# DATA FOR THE TASK
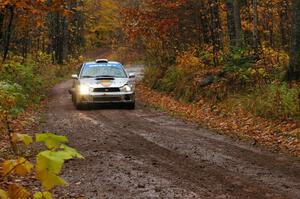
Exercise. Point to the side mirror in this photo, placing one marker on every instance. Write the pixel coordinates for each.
(74, 76)
(131, 75)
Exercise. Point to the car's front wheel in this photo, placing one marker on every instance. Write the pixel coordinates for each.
(131, 106)
(78, 105)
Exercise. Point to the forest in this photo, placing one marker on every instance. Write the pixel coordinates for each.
(230, 60)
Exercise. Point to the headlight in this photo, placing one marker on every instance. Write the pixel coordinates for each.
(126, 88)
(84, 90)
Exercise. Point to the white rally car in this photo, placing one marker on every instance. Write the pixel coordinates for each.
(103, 81)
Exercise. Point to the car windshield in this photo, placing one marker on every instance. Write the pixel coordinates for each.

# PROMPT
Your task is to transcribe the line containing "Exercise. Point to the headlight" and every line after it, through the last line of the data, exactly as written and with nothing more.

# TASK RESULT
Exercise. Point to the headlight in this photo, placing one marker on every instance. Write the pixel coordinates for each.
(126, 88)
(84, 90)
Exercise. Point to the white rally car in this photo, placing one marker on every instance. Write the pixel coordinates for each.
(103, 81)
Exercise. Point to the car windshield in this photo, placing one marker on every instance. Write the pixel coordinates for each.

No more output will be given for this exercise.